Opdrachten:
**A)** Schrijf het fragment over vanaf "De registratie van" tot en met "een stuk kwetsbaarder." en vervang daarbij "borelingen" door "pasgeborenen".
**B)** Noem alle soorten personen voor wie een kind zonder geboorteakte volgens het fragment een makkelijk doelwit vormt.
**** Gekozen fragment ****
50 miljoen kinderen per jaar officieel nooit geboren
Thalif Deen
04 juni 2002
Meer dan 50 miljoen van de kinderen die in 2000
werden geboren, duiken nergens op in de geboorteregisters van hun land. Dat
zegt Unicef, de kinderrechtenorganisatie van de Verenigde Naties. Volgens
Unicef wordt de geboorte van vier op tien kinderen op deze planeet niet
gemeld bij de autoriteiten. Het is tijd dat de overheden in de
ontwikkelingslanden daar iets aan doen, want een kind zonder geboorteakte
maakt minder kans op onderwijs, gezondheidszorg en vormt een makkelijk
doelwit voor krijgsheren, koppelbazen en mensensmokkelaars.
De registratie van borelingen is veel meer dan een formele kwestie,
benadrukt de studie van Unicef, die vandaag (dinsdag) wordt vrijgegeven.
Een geboorteakte is misschien het belangrijkste stukje papier dat een mens
ooit kan bezitten, zegt Carol Bellamy, de directrice van Unicef. Zonder
registratie is het van bij het begin tegen de bierkaai vechten. Volgens
het rapport zijn kinderen zonder geboorteakte een stuk kwetsbaarder.
**** Aangeleverd materiaal ****
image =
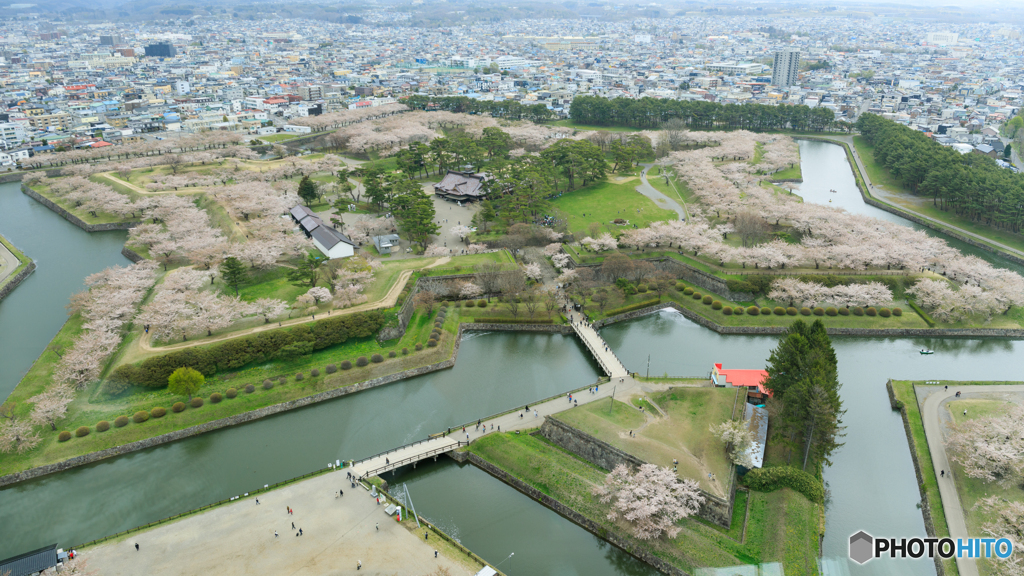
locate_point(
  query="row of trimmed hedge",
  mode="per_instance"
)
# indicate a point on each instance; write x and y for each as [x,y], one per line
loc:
[773,478]
[507,320]
[233,354]
[633,306]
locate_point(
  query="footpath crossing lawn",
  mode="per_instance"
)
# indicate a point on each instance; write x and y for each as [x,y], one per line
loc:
[604,202]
****
Genummerde antwoorden:
**A)**
De registratie van pasgeborenen is veel meer dan een formele kwestie,
benadrukt de studie van Unicef, die vandaag (dinsdag) wordt vrijgegeven.
Een geboorteakte is misschien het belangrijkste stukje papier dat een mens
ooit kan bezitten, zegt Carol Bellamy, de directrice van Unicef. Zonder
registratie is het van bij het begin tegen de bierkaai vechten. Volgens
het rapport zijn kinderen zonder geboorteakte een stuk kwetsbaarder.

**B)** krijgsheren, koppelbazen en mensensmokkelaars